Task to carry out:
Reproduce the data below line for line, word for word, but omit the pictures.

Box annotations for images
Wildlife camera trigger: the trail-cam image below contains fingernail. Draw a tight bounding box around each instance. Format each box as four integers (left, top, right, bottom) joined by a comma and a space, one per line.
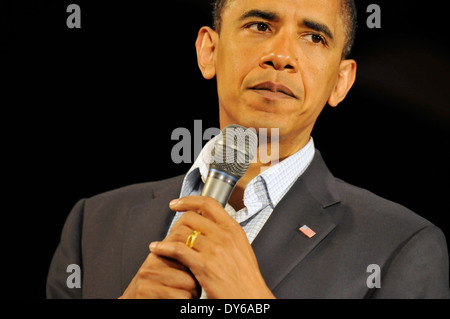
169, 198, 179, 206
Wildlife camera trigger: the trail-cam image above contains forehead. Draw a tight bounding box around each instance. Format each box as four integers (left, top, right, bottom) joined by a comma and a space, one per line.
222, 0, 343, 33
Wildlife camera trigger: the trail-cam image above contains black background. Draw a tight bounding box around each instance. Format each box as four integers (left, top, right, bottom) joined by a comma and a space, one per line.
0, 0, 450, 298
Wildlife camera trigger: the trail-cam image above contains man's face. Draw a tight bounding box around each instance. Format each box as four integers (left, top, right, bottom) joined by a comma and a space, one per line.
200, 0, 353, 149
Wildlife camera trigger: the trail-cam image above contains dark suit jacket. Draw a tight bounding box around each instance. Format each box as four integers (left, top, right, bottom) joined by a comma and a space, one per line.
47, 151, 450, 298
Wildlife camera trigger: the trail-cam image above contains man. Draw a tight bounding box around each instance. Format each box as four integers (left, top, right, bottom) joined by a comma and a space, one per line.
47, 0, 449, 298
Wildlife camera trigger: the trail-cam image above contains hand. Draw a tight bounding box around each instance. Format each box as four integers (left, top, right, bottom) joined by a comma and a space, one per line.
119, 249, 199, 299
150, 196, 274, 299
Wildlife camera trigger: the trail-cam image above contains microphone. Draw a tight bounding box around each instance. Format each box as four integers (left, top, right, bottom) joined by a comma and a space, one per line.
201, 124, 258, 207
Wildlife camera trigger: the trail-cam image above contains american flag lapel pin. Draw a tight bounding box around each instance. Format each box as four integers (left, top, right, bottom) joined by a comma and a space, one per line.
298, 225, 316, 238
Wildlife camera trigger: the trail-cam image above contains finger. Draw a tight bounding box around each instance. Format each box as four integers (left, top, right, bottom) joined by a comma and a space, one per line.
150, 241, 202, 270
170, 196, 234, 225
170, 211, 218, 235
136, 282, 197, 299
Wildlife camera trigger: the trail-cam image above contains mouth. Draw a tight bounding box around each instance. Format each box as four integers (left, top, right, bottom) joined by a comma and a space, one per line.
250, 81, 297, 100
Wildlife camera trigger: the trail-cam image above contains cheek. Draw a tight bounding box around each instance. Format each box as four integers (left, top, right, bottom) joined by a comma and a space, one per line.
300, 55, 336, 107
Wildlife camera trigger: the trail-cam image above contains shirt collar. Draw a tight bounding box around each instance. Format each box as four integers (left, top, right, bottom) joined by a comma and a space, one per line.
180, 136, 315, 207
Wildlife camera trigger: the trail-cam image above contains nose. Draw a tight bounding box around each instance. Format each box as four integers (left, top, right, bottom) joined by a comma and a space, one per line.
259, 34, 298, 73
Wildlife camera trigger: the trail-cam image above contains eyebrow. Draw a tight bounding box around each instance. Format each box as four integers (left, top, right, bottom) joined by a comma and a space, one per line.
303, 19, 333, 40
239, 9, 279, 21
239, 9, 334, 40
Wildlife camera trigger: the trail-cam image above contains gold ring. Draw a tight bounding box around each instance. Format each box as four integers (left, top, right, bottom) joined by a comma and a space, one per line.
186, 230, 200, 248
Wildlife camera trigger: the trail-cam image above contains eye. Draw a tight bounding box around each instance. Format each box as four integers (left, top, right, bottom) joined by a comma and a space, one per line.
247, 22, 269, 32
303, 33, 325, 44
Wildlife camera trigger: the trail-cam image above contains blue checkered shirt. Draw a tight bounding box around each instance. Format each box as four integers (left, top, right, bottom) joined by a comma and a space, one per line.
169, 137, 315, 243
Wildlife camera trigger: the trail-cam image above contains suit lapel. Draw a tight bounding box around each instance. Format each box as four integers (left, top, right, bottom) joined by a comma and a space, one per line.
121, 176, 184, 290
252, 150, 339, 290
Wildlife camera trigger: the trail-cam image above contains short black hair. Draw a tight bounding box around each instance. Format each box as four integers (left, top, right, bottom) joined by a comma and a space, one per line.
212, 0, 357, 59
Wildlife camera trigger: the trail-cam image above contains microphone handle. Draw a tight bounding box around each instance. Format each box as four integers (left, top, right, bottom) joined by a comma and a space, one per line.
201, 168, 237, 207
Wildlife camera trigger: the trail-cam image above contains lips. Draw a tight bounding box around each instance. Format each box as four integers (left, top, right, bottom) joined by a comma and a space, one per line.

Written response:
Wildlife camera trigger: the trail-cam image below contains fingernail. Draw a tight bounding box around each instance. Format each box as four integers (left, top, right, bottom) joined by a comma and a space, one per line.
169, 198, 179, 206
Wildlife camera trigger: the trail-cam image above contains forehead. Draw a tight bounding box around each instance. Format each box as four integers (left, top, right, bottom) joined by a comma and a space, one per line.
222, 0, 343, 33
Wildlife camera trigger: the trail-cam image above contains black background. Draw a tight bounding box around each instance. Format each box as four integers (left, top, right, bottom) joined by a comma and a space, one per line.
0, 0, 450, 298
Wildlife camera trigger: the trail-cam image above contains man's face. Draw a tight bounding box around each instance. Format each box as four integers (left, top, right, bottom) joined by a comma and a space, one per line.
200, 0, 353, 149
Wildlife camera trigger: the trail-cam image above contains dark suit jacket. Draw a tight bounding box around each instance. Format each box as four integers (left, top, right, bottom) joined by a comma and a space, one per line.
47, 151, 450, 298
Wildlife camera trigger: the trail-cam image above contains man. Draw a tight bounding box around each instance. Format each box as four integers (left, top, right, bottom) joined by a comma and a space, one per line.
47, 0, 449, 298
Wildlife camera trigger: the trail-cam image above contains hand. Draw a tight bounding box around each instance. Format each box as four integers (left, top, right, bottom) joined by a comma and a space, one per line.
119, 249, 199, 299
150, 196, 274, 299
Wildlife camera trigger: the trail-cam image above contains microphone. Draw a tight bounding box around each instance. Format each box as four integers (left, top, right, bottom) joined by a comma and a space, one per line.
201, 124, 258, 207
Wildlife camera trigger: the trail-cam image above contains american flag lapel pin. Draw a tight bounding box around each instance. Format each box as four integers (left, top, right, bottom) joined by a comma and a space, one per line.
298, 225, 316, 238
Wildlife camera trigger: the trail-cam image above contains finger. Draw a tight bounding box around each instance. Format each box as four integers (left, top, right, bottom) joined by a comma and a space, one per line.
150, 241, 202, 270
170, 196, 234, 225
170, 211, 218, 235
136, 282, 197, 299
Wildlife camera trigger: the trail-cam image above contains mouth. Draw a tight bounding box around each instance. Format each box as four integers (left, top, right, bottom) joined by a comma and a space, one per line.
250, 81, 297, 100
Wildlife camera trigger: the trail-cam image above contains cheek. Draw a tight bounding box around each instance. Format each box as four integers (left, top, right, bottom) joined by a comma and a space, one per line.
300, 55, 336, 107
Wildlife camera trigger: the trail-cam image above contains shirt collar. Draw a tight bounding box around each instance. Format each box as four integers (left, top, right, bottom) joined by a comma and a space, one per line.
180, 136, 315, 207
Wildlife camera trigger: the trail-cam image above contains nose. Draw a tight bounding box around each instance. Format each box as four integers (left, top, right, bottom) joined by a comma and a space, one per line.
259, 34, 298, 73
Wildlife camera trigger: the trail-cam image above contains eyebrow. Draw a tight bounding box around each instance. Format each box as four integers (left, top, right, bottom) joined by a comma and a space, one per line.
303, 19, 333, 40
239, 9, 279, 21
239, 9, 334, 40
Wildlife camera trigger: the trail-cam image above contains gold ring. Draw a tight bounding box around each instance. Format each box as four integers (left, top, right, bottom) joined by a comma and a space, one per line.
186, 230, 200, 248
Wildlife camera trigger: the trail-cam image above contains eye. Draw a tight bounding box around each instance. Format each box as four integers (left, top, right, bottom) joined by a comma and a space, one per line.
247, 22, 269, 32
303, 33, 325, 44
Wildlife camera trigger: the trail-cam image above contains blue checkered shirt. Draw a tight bounding box around each instance. Format each box as four integers (left, top, right, bottom) joined by a comma and a space, one per line.
169, 137, 315, 243
Wildlife camera trigger: the trail-cam image above contains suit lapel. Draw a tight bounding box around each instance. Format each box as four integers (left, top, right, bottom) joined by a comma and a space, one per line.
121, 176, 184, 290
252, 150, 339, 290
Wildlife camera trigger: the trail-cam image above contains short black hair. Draw a tight bounding box around each instance. Format each box as four integers (left, top, right, bottom) joined by a comma and a space, one per line.
212, 0, 357, 59
Wildlife camera trigger: the trail-cam image above contains microphone handle. Draw a tight bounding box around each instance. Format each box as four integers (left, top, right, bottom) joined by a comma and a space, one per line.
201, 168, 237, 207
Wildlife camera trigger: the trail-cam image above contains lips. Draw a tight bounding box around each instance. Format each box as four integers (left, top, right, bottom) joined by a comma and a space, one per line.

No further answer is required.